## Begin The data

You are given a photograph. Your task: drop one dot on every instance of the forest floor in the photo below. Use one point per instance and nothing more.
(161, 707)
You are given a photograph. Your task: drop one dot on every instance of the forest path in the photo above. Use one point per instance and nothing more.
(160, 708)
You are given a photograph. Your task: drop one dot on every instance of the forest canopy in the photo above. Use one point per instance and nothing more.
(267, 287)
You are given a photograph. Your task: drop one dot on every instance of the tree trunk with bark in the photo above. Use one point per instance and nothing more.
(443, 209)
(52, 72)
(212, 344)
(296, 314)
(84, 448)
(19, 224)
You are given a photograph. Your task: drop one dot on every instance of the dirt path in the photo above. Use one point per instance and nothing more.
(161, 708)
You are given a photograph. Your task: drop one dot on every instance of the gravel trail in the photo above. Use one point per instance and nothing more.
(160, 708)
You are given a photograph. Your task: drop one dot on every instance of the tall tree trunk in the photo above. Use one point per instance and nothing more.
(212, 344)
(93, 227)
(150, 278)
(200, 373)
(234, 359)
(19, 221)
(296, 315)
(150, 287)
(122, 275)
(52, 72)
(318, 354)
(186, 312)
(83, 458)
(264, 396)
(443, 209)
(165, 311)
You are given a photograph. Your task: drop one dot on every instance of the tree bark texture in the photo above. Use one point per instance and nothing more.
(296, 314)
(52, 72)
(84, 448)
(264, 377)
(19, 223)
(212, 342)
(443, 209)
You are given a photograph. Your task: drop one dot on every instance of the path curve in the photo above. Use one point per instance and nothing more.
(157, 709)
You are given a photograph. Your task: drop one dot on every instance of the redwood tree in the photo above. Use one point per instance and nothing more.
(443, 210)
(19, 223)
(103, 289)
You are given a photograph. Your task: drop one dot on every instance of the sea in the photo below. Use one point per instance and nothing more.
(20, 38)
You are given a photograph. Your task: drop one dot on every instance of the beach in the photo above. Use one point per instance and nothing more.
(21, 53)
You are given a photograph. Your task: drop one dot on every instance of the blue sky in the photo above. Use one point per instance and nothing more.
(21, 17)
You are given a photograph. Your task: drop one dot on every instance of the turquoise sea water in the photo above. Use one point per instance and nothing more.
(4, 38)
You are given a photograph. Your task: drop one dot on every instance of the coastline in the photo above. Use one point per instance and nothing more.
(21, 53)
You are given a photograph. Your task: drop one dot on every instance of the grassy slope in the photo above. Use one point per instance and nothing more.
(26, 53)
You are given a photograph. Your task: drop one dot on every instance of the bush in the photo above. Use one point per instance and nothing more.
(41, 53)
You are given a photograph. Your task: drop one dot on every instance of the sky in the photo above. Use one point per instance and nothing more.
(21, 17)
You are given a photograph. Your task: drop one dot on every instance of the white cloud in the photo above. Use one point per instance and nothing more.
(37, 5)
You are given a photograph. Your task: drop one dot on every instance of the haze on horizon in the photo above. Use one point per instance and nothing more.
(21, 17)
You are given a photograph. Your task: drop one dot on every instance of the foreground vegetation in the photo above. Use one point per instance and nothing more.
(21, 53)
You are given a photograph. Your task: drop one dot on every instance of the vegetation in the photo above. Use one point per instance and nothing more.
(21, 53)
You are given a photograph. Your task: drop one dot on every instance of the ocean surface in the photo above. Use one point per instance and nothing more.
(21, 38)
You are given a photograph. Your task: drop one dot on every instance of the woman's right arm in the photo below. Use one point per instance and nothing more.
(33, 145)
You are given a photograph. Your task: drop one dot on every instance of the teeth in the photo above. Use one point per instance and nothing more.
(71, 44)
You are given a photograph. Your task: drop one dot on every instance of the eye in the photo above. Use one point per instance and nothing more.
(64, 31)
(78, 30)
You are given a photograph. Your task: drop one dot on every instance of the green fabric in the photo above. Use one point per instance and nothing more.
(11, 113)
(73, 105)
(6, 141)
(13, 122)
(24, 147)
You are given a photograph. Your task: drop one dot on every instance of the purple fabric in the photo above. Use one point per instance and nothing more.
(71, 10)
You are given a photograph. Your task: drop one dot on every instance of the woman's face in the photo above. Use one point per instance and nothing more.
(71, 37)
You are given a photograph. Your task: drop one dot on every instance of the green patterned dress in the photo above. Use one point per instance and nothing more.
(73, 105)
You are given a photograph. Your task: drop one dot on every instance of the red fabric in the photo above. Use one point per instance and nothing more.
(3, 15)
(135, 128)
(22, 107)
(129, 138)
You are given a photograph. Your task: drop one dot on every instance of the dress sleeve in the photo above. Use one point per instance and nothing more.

## End The data

_Your task_: Reproduce all of the entries above word for word, keeping them in their original order.

_Reply to the task_:
You are given a photograph. Your task: drop one dot on every instance of the forest floor in the photo below. Use one point per instance and nothing more.
(161, 707)
You are given a photograph. Your task: drop one dot on every instance of the forest path in the photo above. Use one point per instance and nothing more.
(160, 708)
You are given a photograph. Your task: drop one dot on every instance of the forest canopy in the photo above. Use one point per instance and nothing more.
(267, 287)
You are given a photograph. Your task: drop one dot on every instance of the tree trunk with bark in the photo above. Use one point per instance and nothing more.
(443, 209)
(52, 72)
(212, 344)
(296, 314)
(84, 448)
(19, 224)
You are given a photograph. Your task: drop one dot on every instance of the dirt path in the photo above. Use one point per instance and nothing more.
(161, 708)
You are given a photograph. Your task: drop one dot on every instance of the gravel trail in the photo above. Use one point per instance and nothing more.
(160, 708)
You are given a photograph. Your task: drop one dot on every instance of the tall tree trunk in the photo above. Use one point per instance and nothing more.
(212, 344)
(93, 227)
(150, 278)
(200, 373)
(234, 359)
(19, 221)
(296, 315)
(150, 287)
(122, 275)
(52, 72)
(318, 354)
(186, 312)
(83, 458)
(264, 396)
(443, 209)
(165, 311)
You are given a photograph. Your task: drop one dot on every instance of the tree bark texture in the photo above. Use one point per instance and nothing more.
(296, 314)
(52, 72)
(84, 448)
(264, 377)
(19, 223)
(212, 342)
(443, 209)
You are given a photograph. Your task: drop one dot on every instance of the path curve in the photo above. Use one point per instance and nothing more.
(157, 709)
You are given a photograph. Your task: drop one dot on every instance of the redwood tree in the photo above. Use one point per instance and nothing more.
(443, 210)
(19, 223)
(103, 289)
You are given a photograph. Your task: drop one dot on every instance of the sea in the photo below. Use one point per instance and nothing more.
(20, 38)
You are given a photograph. Your task: drop one dot on every instance of the beach in the photo above. Use one point per instance and nothing more.
(21, 53)
You are given a photograph. Your task: drop one dot on every instance of the blue sky in the photo above. Use one point per instance and nothing more.
(21, 17)
You are given a photograph. Your task: drop one dot on every instance of the turquoise sea water in the photo above. Use one point per instance and nothing more.
(4, 38)
You are given a photograph. Your task: drop one dot on every instance of the coastline in the photo above. Use one point per instance and nothing more.
(21, 53)
You are given a photograph. Your task: drop one dot on every instance of the grassy slope in the photo above. Use one point per instance and nothing more.
(26, 53)
You are given a photograph. Your task: drop one dot on every instance of the bush in the photo above. Use one point per instance and nothing more.
(41, 53)
You are given a photograph. Your task: drop one dot on every instance of the sky in the photo above. Use one point per instance and nothing more.
(21, 17)
You are given a photograph. Your task: drop one dot on every instance of the white cloud in the photo above. Use one point per instance and nothing more.
(37, 5)
You are given a photograph. Your task: drop one dot on every instance of the haze on horizon in the photo above. Use one point per instance and nothing more.
(21, 17)
You are given a photograph. Your task: drop one dot on every instance of the foreground vegetation in the photo above. Use one point per instance and nothing more.
(21, 53)
You are given a photograph. Your task: drop one dot on every instance of the vegetation in the photo above. Use one point per instance and nothing more.
(21, 53)
You are given a photograph. Your task: drop one dot on every instance of the ocean surface in the photo above. Use one point per instance and nothing more.
(21, 38)
You are given a photograph. Your task: drop one dot on every instance of the woman's right arm in the photo below. Use one point per instance and nothing more.
(33, 145)
You are given a photograph. Your task: drop one dot on every instance of the teeth in the photo above. Use one point per instance and nothing more.
(71, 44)
You are given a photograph. Your task: drop one dot on every instance of the eye in the photo above. Use one point per instance and nothing more.
(64, 31)
(78, 30)
You are given a photograph. Your task: drop one dot on every instance of the green fabric in the photo above. Use one point per instance and nothing more.
(11, 113)
(73, 105)
(6, 141)
(13, 122)
(24, 147)
You are given a photograph. Your task: drop one dot on every instance of the purple fabric in the photo above. Use one point per instance and nothing more.
(71, 10)
You are given a photograph. Your task: drop one dot on every instance of the woman's face in the photo above. Use one point per instance and nothing more.
(71, 37)
You are given a photograph. Your task: drop one dot on every instance of the green patterned dress in the photo above. Use one point per instance and nothing more.
(73, 105)
You are given a photograph. Your task: drop one dot on every instance of the red fabric in the photo above. Use one point per instance and nothing more.
(3, 15)
(135, 128)
(22, 107)
(129, 138)
You are given a photograph. Your task: drop one dot on every instance of the dress sleeve in the photo above. Use one point per instance and nothing more.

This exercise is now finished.